======== Records supplied
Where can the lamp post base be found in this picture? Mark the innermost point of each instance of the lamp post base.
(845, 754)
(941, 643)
================
======== Records supplied
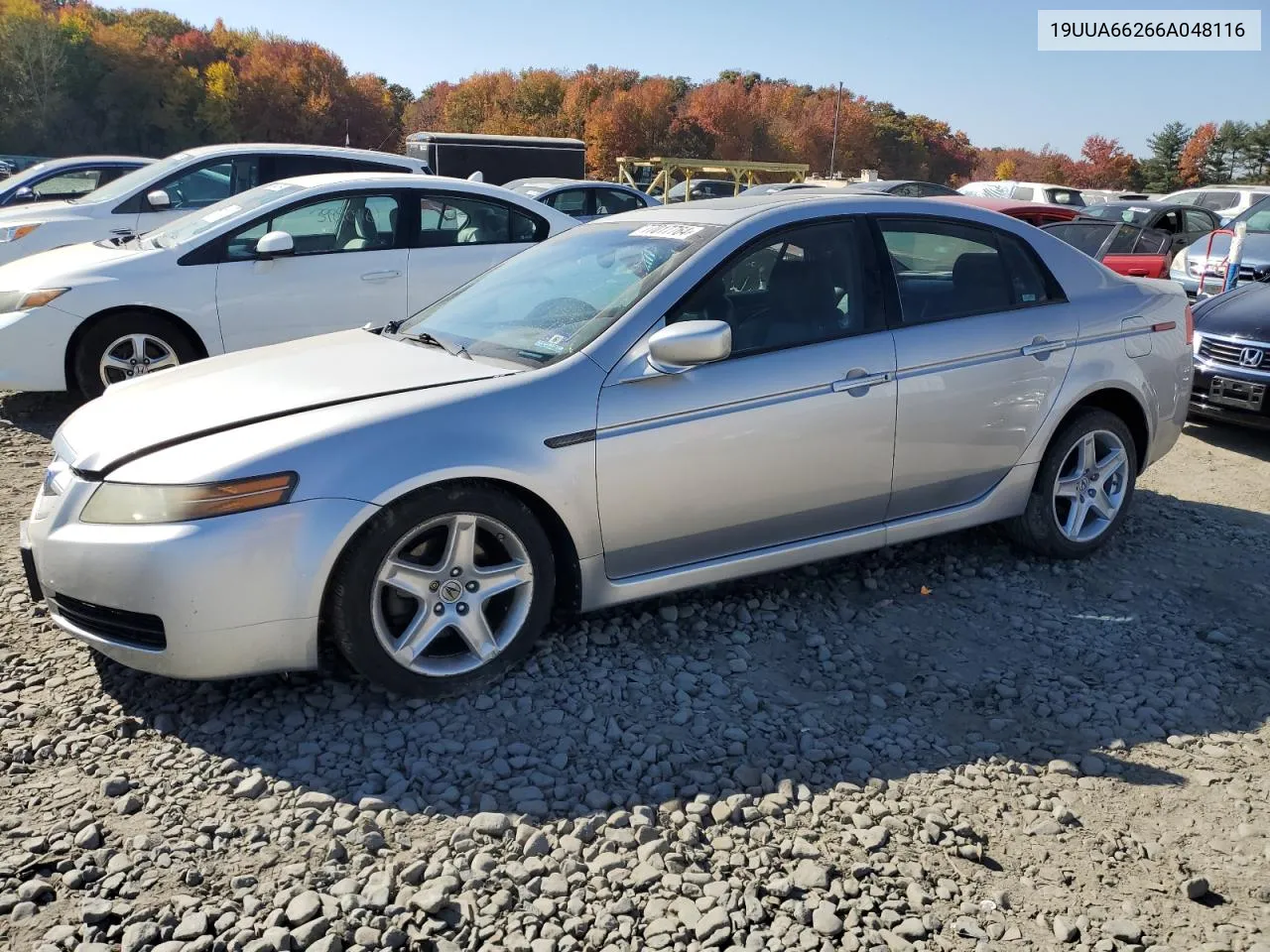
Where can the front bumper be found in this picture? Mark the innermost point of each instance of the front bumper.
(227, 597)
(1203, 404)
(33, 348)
================
§ Exercise task
Extract each line from the data above that contains the word "this". Only matches with the same capitalization count.

§ Task answer
Where can the lamp post base be found in this picture? Mark the innermost point of each instance of the lamp post base.
Where can the front bumper be found in this picture? Mark the innermost point of each instance of the front bumper.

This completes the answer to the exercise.